§ Problem details: Reproduce all the entries beneath this sentence exactly.

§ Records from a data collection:
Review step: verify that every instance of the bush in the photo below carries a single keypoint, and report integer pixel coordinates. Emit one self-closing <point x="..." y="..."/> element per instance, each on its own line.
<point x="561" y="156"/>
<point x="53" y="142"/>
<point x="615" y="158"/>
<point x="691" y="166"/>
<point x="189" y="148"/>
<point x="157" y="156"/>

§ Your solution:
Review step: verify that every instance of the bush in the photo below carries a single keypoint, and report integer pixel coordinates. Emit one self-closing <point x="..." y="..."/> element per instance, each on its own line.
<point x="561" y="156"/>
<point x="53" y="142"/>
<point x="615" y="158"/>
<point x="691" y="166"/>
<point x="189" y="148"/>
<point x="157" y="156"/>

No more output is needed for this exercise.